Rows of box annotation data
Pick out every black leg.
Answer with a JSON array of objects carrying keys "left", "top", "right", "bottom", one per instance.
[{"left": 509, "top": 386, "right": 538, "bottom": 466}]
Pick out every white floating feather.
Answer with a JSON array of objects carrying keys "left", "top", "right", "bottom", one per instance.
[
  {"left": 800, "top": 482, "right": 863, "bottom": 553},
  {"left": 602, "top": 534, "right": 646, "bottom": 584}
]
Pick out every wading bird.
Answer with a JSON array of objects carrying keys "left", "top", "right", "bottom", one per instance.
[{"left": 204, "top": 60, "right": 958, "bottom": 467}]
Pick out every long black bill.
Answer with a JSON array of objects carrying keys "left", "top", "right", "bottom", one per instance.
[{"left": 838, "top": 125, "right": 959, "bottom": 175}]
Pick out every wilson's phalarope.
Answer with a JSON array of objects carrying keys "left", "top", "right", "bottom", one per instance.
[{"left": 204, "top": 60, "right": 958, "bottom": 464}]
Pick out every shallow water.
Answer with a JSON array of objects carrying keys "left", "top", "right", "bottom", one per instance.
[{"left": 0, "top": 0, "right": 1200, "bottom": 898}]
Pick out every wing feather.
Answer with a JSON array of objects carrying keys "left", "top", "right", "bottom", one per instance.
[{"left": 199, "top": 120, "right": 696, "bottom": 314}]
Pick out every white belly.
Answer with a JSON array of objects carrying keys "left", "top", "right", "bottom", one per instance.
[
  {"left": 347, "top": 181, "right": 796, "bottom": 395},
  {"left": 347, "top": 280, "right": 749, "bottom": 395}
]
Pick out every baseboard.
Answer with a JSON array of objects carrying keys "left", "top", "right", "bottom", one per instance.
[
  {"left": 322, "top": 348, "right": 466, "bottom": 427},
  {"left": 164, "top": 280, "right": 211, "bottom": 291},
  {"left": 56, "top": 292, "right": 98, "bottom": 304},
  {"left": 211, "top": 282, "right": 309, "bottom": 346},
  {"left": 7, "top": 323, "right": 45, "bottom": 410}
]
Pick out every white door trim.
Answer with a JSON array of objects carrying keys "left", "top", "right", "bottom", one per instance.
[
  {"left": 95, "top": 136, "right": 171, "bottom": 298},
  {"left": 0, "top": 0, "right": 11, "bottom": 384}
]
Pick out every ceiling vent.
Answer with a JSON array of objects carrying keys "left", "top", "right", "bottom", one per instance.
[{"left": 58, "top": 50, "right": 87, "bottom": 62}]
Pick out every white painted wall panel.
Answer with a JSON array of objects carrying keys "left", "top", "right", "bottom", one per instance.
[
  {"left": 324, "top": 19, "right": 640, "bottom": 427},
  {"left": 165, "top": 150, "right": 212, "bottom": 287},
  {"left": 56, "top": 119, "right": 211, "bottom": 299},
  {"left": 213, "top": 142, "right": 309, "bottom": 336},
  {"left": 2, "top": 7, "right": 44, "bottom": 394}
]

--- What to produce ---
List every line in the data above that contains the string "feather".

--- Solution to this task ---
Pick out every white floating feather.
Pick out every wing feather.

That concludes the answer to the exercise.